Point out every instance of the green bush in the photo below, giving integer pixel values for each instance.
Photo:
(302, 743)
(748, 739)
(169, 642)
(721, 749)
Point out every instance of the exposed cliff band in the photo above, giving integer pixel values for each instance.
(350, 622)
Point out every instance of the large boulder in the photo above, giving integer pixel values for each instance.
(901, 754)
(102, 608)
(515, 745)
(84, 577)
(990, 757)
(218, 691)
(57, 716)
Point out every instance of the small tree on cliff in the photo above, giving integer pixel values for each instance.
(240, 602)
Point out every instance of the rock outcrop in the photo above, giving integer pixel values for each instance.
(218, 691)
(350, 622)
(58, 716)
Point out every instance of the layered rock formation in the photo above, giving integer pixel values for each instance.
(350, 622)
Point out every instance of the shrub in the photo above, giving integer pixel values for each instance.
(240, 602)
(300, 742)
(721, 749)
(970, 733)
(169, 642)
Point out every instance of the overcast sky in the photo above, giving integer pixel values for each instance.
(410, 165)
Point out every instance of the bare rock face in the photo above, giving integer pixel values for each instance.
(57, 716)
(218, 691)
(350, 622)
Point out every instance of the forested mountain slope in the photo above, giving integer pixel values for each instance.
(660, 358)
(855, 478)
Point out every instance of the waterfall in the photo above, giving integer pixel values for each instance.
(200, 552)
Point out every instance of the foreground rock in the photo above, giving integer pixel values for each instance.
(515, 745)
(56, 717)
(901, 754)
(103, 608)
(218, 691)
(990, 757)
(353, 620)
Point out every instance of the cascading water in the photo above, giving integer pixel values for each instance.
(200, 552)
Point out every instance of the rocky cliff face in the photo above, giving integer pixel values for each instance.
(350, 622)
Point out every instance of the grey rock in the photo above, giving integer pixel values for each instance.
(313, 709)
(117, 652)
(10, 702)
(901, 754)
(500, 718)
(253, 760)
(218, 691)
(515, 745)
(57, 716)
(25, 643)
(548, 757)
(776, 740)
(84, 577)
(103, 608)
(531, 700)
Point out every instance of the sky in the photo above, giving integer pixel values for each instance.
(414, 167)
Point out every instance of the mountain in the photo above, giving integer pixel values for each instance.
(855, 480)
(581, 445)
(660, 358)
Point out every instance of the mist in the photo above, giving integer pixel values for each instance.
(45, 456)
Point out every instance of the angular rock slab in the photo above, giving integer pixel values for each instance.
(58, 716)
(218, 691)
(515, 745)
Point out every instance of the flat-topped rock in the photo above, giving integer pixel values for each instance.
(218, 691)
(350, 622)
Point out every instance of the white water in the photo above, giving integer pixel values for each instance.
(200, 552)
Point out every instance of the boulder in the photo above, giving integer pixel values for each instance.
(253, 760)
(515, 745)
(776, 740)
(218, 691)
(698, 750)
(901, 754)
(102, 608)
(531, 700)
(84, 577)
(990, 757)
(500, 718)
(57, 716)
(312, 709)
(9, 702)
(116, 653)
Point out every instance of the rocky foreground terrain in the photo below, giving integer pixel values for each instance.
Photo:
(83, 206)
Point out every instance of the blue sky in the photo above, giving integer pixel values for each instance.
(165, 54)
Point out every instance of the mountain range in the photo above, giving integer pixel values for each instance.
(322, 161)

○ ○ ○ ○ ○ ○ ○

**STATED EXERCISE**
Reproduce the lines starting at the line containing "Point out every instance of the flat-topped" and ending at the end of the records, swapping "white water" for "rapids" and keeping all other text unchanged.

**REPLY**
Point out every instance of the flat-topped rock in the photo above, giving integer pixel values for each instance.
(218, 691)
(350, 622)
Point out every instance of the rapids in the photo above, giving integer pixel values for each instance.
(200, 552)
Point out every instance of the boulder in the photo above, giving integer pixel values for each instance.
(253, 760)
(515, 745)
(776, 740)
(218, 691)
(698, 750)
(901, 754)
(102, 608)
(531, 700)
(84, 577)
(990, 757)
(500, 718)
(57, 716)
(312, 709)
(9, 702)
(116, 653)
Point out every instance of the rocky foreground terrain in the photo below, giving integer pixel values for each instance.
Photo:
(83, 206)
Point out every instance of the blue sky in the photo above, giving integer pixel values for each instance.
(165, 54)
Point out every instance of the mountain range in the photo above, giving integer pixel values for each instance.
(322, 161)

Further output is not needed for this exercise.